Give every entry again, word for word.

☆ ☆ ☆ ☆

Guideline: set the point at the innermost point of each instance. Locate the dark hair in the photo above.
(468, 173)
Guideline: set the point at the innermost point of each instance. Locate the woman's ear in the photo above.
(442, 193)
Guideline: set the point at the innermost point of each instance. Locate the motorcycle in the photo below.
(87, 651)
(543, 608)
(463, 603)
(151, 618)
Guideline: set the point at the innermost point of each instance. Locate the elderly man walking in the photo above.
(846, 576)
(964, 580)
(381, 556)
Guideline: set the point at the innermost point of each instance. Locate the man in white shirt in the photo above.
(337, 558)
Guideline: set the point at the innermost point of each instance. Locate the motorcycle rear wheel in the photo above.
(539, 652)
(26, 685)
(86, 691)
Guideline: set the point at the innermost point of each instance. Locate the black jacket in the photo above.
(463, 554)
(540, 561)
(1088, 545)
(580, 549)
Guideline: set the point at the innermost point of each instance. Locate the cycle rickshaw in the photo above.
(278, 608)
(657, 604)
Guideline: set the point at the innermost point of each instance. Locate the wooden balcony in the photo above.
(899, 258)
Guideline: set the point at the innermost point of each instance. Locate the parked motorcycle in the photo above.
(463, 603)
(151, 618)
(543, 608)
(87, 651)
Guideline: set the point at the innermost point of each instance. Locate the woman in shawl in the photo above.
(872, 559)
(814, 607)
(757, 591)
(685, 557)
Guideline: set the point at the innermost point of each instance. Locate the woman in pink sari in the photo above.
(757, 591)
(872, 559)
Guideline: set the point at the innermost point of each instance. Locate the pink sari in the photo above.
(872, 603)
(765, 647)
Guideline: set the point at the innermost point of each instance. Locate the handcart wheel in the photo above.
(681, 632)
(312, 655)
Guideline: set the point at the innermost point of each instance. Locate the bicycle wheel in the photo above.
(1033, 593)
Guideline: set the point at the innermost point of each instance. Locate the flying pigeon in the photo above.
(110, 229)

☆ ☆ ☆ ☆

(Full solution)
Guideline: set the point at the innermost point of each instance. Locate the dark hair in the photo above.
(468, 173)
Guideline: set the point at the innermost point of each instance. Locate the woman's ear in the photo above.
(442, 193)
Guideline: set the point at the innermost point of each instance. Locate the motorcycle in the photo below.
(87, 651)
(543, 608)
(463, 603)
(151, 618)
Guideline: set the point at the innermost point of each instance. Locate the elderly man walking in the photo above.
(846, 576)
(964, 580)
(381, 556)
Guideline: set the point at the innermost point of each instance. Locate the man in white shirt in the photo above.
(337, 558)
Guideline: set the point at the innermost point of each instance. Locate the motorcycle rear wheel in the photo above.
(539, 652)
(26, 685)
(86, 691)
Guideline: set the point at the innermost point of each instance. Locate the black jacket in the photo above.
(463, 554)
(540, 561)
(1088, 545)
(580, 549)
Guideline: set the point at the innermost point of each instance. Locate the cycle rickshaw in the photo above.
(278, 608)
(657, 604)
Guideline: set the point at the innermost point of each instance. Locate the wooden balcony in the photo above.
(899, 258)
Guideline: set the point at the innermost point of each instance. Locate the parked motorcycle in the photo above.
(463, 603)
(151, 618)
(543, 608)
(87, 651)
Guideline: set the point at the innermost point of each instance. Locate the woman in shawl in the photo above.
(872, 559)
(814, 607)
(757, 591)
(685, 557)
Guideline: set the point at the innermost point of each instance. Locate the woman in pink sari in the photo above.
(757, 591)
(872, 559)
Guideline: set the point at the innermost point of each instance. Locate the pink sari in the photo above.
(872, 603)
(765, 647)
Guideline: set the point at the innermost point of each instance. Locate the handcart wheel in the photo above.
(681, 632)
(312, 655)
Guideline: set the point at the innermost point of each instance. Locate the bicycle wheel in the photo above.
(1033, 593)
Guideline: set the point at the innermost point of each instance. Locate the flying pigeon in the photo above.
(110, 229)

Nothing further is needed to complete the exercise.